#### TASK DESCRIPTION:
Within the data below, find the string "query" and return each line where it occurs.

#### RECORDS FOR THIS EXERCISE:
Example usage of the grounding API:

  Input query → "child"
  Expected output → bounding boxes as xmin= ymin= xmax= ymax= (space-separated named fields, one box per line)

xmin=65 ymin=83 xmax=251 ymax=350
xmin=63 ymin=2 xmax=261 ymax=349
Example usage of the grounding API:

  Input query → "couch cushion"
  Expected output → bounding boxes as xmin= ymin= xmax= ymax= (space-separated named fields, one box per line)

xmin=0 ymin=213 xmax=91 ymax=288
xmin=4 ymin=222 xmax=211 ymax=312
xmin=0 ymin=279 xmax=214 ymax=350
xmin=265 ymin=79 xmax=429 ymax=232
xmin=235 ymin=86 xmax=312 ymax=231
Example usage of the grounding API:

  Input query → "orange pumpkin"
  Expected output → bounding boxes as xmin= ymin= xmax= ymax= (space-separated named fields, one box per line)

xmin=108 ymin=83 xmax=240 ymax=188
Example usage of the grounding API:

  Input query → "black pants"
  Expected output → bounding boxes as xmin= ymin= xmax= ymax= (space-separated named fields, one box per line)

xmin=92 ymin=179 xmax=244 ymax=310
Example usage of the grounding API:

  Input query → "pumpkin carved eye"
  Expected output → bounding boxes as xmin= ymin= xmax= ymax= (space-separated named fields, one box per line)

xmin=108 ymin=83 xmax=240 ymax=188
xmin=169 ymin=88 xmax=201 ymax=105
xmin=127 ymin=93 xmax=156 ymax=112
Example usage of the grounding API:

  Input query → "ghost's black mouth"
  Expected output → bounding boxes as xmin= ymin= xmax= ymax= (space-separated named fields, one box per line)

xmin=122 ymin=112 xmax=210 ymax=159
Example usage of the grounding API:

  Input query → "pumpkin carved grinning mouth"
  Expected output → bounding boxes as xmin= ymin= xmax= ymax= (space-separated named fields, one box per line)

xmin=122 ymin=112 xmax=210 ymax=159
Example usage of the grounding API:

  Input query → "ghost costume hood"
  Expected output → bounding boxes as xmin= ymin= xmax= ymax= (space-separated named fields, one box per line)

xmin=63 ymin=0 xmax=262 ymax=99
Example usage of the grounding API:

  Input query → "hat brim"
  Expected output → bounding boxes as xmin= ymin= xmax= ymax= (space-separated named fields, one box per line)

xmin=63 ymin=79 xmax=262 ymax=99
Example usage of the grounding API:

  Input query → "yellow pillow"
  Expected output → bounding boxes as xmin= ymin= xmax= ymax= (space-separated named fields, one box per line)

#### YOUR RESPONSE:
  Input query → "child"
  Input query → "couch cushion"
  Input query → "orange pumpkin"
  Input query → "black pants"
  Input query → "pumpkin carved eye"
  Input query → "ghost's black mouth"
  Input query → "pumpkin carved grinning mouth"
  Input query → "ghost costume hood"
  Input query → "hat brim"
  Input query → "yellow pillow"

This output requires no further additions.